Due scarpe da tennis bruciacchiate, una striscia di plastica fusa sulle doghe della panchina, annerite dal fuoco: sono i segni che restano del rogo che ha avvolto Andrea Severi, l'uomo di 44 anni originario di Taranto, che aveva eletto la panchina alle porte di Rimini come sua dimora. Lo hanno cosparso di un liquido infiammabile mentre dormiva - una tanica è stata trovata poco lontano - soprattutto le gambe e il corpo fino all'ombellico ed hanno acceso. Chi e perché, non si sa. Razzismo? Oppure balordi che aveva scacciato in passato da un parco, quando si era assunto il ruolo di allontanare gli spacciatori? E dai quali era stato picchiato duramente, fratturandogli un braccio e alcune costole? Il questore Antonio Pezzano, intanto, ha intensificato i controlli tra i senzatetto. E teme l'effetto emulazione. Il sindaco Ravaioli: «L'assalto verso una persona debole non è una ragazzata o opera di balordi ma il frutto di azioni criminali permeate da una mentalità profondamente violenta e intollerante».

L'allarme lo ha dato una passante, poco dopo mezzanotte. Poi i sanitari del 118, quando l'uomo, svegliatosi per il calore, aveva già spento le fiamme. Era cosciente, ma grave: ustioni del terzo e del secondo grado alle gambe, ai genitali, al volto, ma da Padova, dove è stato trasferito dicono che non versa in pericolo di vita. Prognosi riservata.

Di lui si sa che è stato seguito, 10 anni fa, dal Centro di igiene mentale. Che è schivo, ma ha creato una rete di solidarietà intorno a lui. Ai sanitari ha detto di chiamarsi “Biscia” Rizzo, in questura hanno detto che è stato poco collaborativo. A Padova, alle domande degli inquirenti, si è agitato, facendo sconsigliare ai sanitari ogni colloquio. Lui stesso ha preferito evitare tutti, anche i volontari della Capanna di Betlemme, il ricovero per i senza tetto allestito a Rimini dall'associazione Papa Giovanni XXIII. Carlo Fabbri, il responsabile, dice che «è tutto così assurdo. Ma che sia stato un altro barbone a prendere la benzina, lo è ancora di più».

*Scopo del compito:*
Rispondi alle domande seguenti sull'articolo dedicato all'uomo dato alle fiamme a Rimini.
(a) Quanti anni ha Andrea Severi e di dove è originario?
(b) In quale città è stato trasferito dopo il rogo?
(c) Come si chiama il ricovero per senzatetto allestito a Rimini dall'associazione Papa Giovanni XXIII?
Le voci provengono da una fonte diversa dal testo.

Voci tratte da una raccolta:

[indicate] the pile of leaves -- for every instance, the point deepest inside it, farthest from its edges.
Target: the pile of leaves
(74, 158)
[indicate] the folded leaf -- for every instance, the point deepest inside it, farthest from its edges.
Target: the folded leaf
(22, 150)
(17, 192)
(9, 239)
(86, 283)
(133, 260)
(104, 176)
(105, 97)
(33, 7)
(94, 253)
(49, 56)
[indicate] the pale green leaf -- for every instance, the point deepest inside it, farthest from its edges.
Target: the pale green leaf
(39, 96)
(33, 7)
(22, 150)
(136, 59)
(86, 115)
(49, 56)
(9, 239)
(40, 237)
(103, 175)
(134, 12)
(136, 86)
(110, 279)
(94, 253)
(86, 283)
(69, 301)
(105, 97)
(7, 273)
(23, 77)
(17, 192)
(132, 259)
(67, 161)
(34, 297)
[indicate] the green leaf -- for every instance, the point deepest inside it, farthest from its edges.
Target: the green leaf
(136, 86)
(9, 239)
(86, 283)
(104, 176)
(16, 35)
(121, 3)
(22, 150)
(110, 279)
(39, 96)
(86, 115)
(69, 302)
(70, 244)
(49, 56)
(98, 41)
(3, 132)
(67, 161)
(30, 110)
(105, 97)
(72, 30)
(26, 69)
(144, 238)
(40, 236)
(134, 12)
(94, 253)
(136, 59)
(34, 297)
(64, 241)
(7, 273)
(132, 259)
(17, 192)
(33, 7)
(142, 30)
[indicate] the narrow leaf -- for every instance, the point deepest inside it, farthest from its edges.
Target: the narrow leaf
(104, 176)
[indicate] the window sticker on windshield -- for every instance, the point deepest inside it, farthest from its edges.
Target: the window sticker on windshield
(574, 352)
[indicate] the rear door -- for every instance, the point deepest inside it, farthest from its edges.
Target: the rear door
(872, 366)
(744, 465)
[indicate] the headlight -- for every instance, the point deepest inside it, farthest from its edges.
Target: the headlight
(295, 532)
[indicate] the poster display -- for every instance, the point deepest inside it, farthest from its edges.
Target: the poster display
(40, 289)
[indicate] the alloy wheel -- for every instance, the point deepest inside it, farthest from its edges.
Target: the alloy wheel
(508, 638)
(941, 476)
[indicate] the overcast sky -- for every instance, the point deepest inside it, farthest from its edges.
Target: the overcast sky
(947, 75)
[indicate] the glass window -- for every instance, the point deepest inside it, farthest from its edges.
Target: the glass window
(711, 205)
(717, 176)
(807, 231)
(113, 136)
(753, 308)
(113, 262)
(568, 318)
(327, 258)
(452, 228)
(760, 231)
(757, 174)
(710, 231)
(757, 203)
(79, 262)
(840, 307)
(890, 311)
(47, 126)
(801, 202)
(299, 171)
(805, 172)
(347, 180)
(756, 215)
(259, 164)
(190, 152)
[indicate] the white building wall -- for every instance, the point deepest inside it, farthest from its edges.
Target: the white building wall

*Risposta:*
(a) Ha 44 anni ed è originario di Taranto.
(b) È stato trasferito a Padova.
(c) Si chiama Capanna di Betlemme.